BEGIN RECORD EXCERPTS

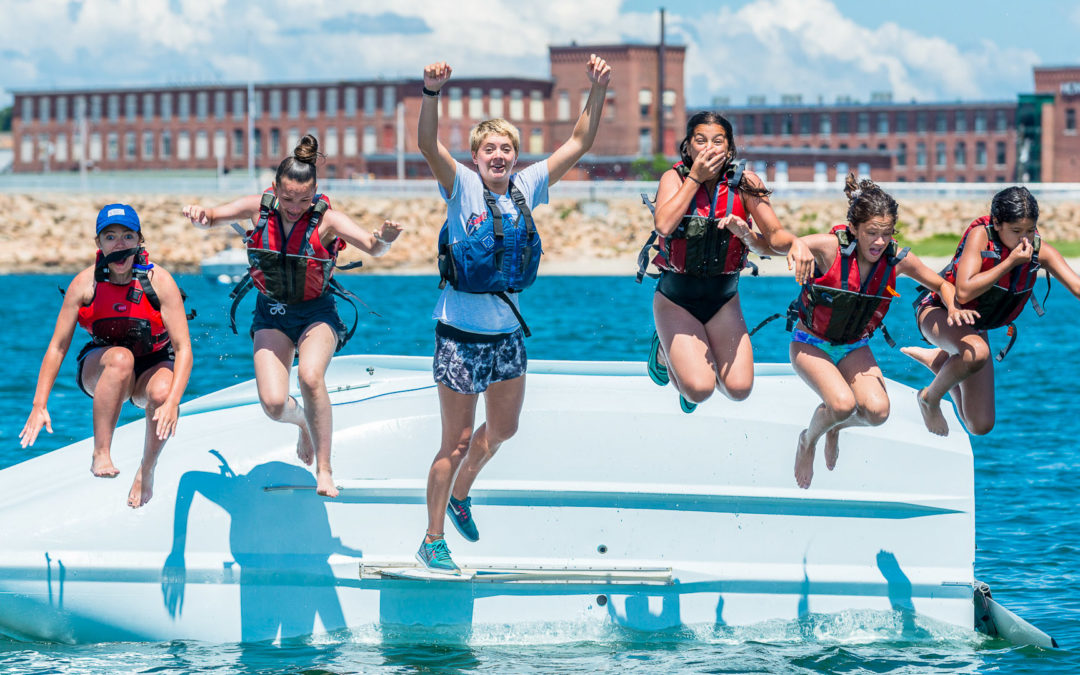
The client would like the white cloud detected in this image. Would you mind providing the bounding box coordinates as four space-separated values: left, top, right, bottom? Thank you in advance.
0 0 1041 104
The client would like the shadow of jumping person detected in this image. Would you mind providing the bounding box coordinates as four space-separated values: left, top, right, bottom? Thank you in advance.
161 450 363 643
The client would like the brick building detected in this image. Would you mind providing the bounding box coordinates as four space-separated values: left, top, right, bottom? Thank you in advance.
12 45 686 178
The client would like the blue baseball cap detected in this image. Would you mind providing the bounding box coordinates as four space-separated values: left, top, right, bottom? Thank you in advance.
95 204 140 234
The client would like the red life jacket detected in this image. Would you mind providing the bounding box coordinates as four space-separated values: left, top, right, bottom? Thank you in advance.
931 216 1050 330
638 162 754 280
246 188 346 305
78 251 168 356
789 224 908 345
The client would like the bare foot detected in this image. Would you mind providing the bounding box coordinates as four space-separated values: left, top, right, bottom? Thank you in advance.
915 389 948 436
795 429 818 489
90 453 120 478
315 470 338 497
296 427 315 467
825 429 840 471
127 467 153 509
900 347 948 375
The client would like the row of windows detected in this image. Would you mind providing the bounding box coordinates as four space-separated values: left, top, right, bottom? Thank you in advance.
19 126 544 163
735 110 1009 136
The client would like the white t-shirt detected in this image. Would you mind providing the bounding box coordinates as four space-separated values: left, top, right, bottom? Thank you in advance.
431 160 548 335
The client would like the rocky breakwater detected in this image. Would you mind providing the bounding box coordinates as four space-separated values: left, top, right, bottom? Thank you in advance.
0 194 1080 274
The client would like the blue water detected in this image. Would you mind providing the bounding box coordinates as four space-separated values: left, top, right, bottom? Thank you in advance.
0 276 1080 674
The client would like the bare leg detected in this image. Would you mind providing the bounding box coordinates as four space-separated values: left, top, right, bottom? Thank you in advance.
127 362 173 509
82 347 135 478
297 323 338 497
444 375 525 496
424 378 479 543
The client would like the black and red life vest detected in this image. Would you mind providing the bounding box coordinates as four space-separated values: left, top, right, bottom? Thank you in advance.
78 247 170 356
245 188 346 305
931 216 1050 330
637 160 757 283
788 224 908 345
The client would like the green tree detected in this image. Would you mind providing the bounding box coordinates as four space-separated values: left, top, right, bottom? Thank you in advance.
630 154 672 180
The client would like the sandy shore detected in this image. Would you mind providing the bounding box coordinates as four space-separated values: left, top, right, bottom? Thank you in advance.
0 194 1080 275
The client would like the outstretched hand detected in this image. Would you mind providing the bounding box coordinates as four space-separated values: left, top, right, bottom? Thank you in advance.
423 60 454 92
375 219 403 244
183 204 211 228
585 54 611 86
18 405 53 447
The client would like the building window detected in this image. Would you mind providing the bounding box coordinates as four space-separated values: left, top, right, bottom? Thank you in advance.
382 84 397 114
446 86 464 120
364 86 378 117
510 89 525 120
232 129 244 157
341 126 356 157
630 89 652 118
637 126 652 154
323 126 337 157
529 90 543 122
818 112 833 136
529 129 543 154
288 89 300 120
195 131 210 160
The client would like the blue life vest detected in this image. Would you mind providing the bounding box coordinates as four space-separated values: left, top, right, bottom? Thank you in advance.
438 181 542 294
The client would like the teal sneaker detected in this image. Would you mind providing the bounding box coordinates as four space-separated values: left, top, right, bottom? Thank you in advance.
416 539 461 575
446 495 480 541
649 330 671 387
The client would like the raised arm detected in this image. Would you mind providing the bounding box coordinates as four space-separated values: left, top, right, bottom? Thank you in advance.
548 54 611 186
319 209 406 257
1039 242 1080 298
183 194 262 228
18 268 94 447
416 62 458 194
152 267 193 440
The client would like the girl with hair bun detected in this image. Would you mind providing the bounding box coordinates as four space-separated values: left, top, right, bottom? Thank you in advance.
901 187 1080 436
639 111 813 413
788 174 974 488
184 134 402 497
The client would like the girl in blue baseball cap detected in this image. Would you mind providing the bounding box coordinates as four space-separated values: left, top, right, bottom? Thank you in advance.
19 204 192 509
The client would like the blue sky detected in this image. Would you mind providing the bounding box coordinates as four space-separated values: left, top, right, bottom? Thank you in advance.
0 0 1080 105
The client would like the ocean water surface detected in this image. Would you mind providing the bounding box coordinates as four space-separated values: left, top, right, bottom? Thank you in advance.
0 275 1080 674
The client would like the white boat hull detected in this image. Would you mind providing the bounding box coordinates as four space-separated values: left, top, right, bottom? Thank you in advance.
0 356 974 643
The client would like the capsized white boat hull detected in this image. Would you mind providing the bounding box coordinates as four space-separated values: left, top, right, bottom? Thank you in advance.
0 356 974 643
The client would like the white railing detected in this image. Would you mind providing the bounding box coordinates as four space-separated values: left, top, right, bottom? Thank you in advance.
0 172 1080 202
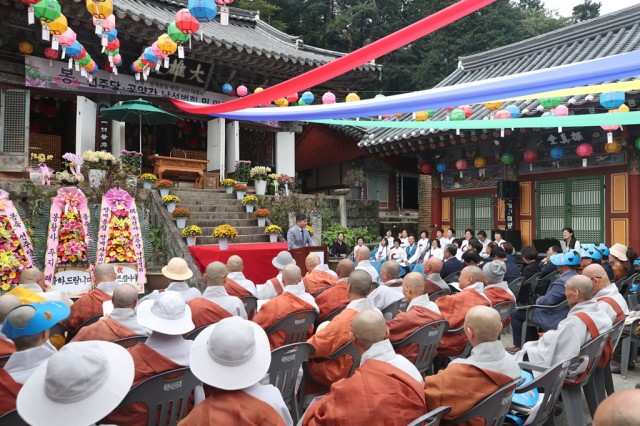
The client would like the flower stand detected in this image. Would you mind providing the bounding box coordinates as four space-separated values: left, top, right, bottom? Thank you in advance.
254 180 267 195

END RECORD EXCERPTS

SET TASK = Convert the records, from the beginning up to and including the line containing "0 0 1041 104", into a two-column CSV with the headers input and output, placing each text and its answer on one row. Put each value in a single quoted field with line breaks replaced by spaces, and leave out the pictures.

ANSWER TO THE EXERCISE =
input,output
"The client would like the white cloud detected in this image. Would you mind providing the bounding box coordinates as four space-separated values: left, top, right, bottom? Thank you in advance.","0 0 1041 104"